# PROBLEM
Write out each of the lines below word for word, changing no character.

# RECORDS SUPPLIED
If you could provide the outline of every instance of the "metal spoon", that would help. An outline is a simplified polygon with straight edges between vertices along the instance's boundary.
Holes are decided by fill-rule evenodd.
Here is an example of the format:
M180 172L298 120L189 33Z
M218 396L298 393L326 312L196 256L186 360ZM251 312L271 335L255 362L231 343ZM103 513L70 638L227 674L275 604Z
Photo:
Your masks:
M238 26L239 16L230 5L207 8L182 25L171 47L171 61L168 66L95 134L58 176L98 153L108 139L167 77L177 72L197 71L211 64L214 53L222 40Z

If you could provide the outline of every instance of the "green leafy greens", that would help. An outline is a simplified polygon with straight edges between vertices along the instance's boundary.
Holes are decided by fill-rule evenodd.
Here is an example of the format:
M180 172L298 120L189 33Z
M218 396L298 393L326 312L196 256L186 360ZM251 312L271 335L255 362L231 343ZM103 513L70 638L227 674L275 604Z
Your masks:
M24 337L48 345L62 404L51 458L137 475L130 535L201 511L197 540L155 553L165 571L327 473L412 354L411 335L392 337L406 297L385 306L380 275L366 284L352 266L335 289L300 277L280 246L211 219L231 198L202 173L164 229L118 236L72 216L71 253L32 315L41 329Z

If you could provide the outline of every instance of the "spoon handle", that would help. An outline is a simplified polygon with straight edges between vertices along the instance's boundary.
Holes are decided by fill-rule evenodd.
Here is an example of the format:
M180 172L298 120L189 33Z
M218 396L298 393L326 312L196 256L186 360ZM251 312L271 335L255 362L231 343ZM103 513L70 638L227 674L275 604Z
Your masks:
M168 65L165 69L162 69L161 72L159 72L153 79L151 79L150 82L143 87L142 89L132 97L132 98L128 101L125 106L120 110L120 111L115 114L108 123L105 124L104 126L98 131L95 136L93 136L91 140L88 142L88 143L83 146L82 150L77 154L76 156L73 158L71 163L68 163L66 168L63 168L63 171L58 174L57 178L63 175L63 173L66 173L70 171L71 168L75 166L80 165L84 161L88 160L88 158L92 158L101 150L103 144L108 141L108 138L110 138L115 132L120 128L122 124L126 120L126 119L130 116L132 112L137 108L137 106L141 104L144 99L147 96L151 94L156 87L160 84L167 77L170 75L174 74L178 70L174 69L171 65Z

# RESPONSE TO THE TASK
If you could provide the outline of every instance of the "metal spoon", that would help. An outline is a simplified polygon with straight edges between vertices along the instance's boundary.
Holes are decided by fill-rule evenodd.
Here is an example of the format:
M180 172L298 120L189 33Z
M218 396L298 393L326 312L196 256L186 360ZM251 312L271 335L255 362L231 343ZM103 513L70 638L227 674L275 604Z
Photo:
Your masks:
M238 26L239 16L230 5L207 8L182 25L171 47L171 61L168 66L95 134L58 176L98 153L108 139L167 77L177 72L197 71L211 64L214 53L222 40Z

If you could provide the outline of every instance of the "green leafy greens", that would help. An outline is a simplified polygon with straight edges between vertices along the instance's boundary.
Holes are decided by fill-rule evenodd.
Here is an example of the format:
M180 172L298 120L189 33Z
M218 396L298 393L326 312L196 256L186 360ZM251 312L271 335L255 362L231 343ZM103 513L70 638L227 674L275 604Z
Your masks:
M24 337L48 345L62 404L51 458L137 475L130 535L201 511L197 540L155 553L165 571L327 473L412 354L411 335L392 337L406 297L385 306L380 275L366 284L352 266L335 289L300 277L280 246L211 219L231 198L202 173L164 229L118 236L72 216L71 253L32 315L41 329Z

If you could provide the outline of every instance of the "spoon handle", that would help. An outline is a simplified polygon with straight edges between vertices along the instance's boundary.
Holes are decided by fill-rule evenodd.
Here is an example of the format:
M180 172L298 120L189 33Z
M218 396L298 393L326 312L196 256L186 360ZM251 312L271 335L255 362L231 343ZM103 513L70 638L227 674L275 604Z
Your masks:
M168 65L165 69L162 69L161 72L159 72L153 79L151 79L150 82L143 87L142 89L132 97L132 98L128 101L125 106L120 110L120 111L115 114L108 123L105 124L104 126L98 131L95 136L93 136L91 140L88 142L88 143L83 146L82 150L77 154L76 156L73 158L71 163L68 163L66 168L63 168L63 171L58 174L57 178L63 175L63 173L66 173L70 171L71 168L75 166L80 165L84 161L88 160L88 158L92 158L101 150L103 144L108 141L108 138L110 138L115 132L120 128L122 124L126 120L126 119L130 116L132 112L137 108L137 106L141 104L144 99L147 96L151 94L156 87L160 84L167 77L170 75L174 74L178 70L174 69L171 65Z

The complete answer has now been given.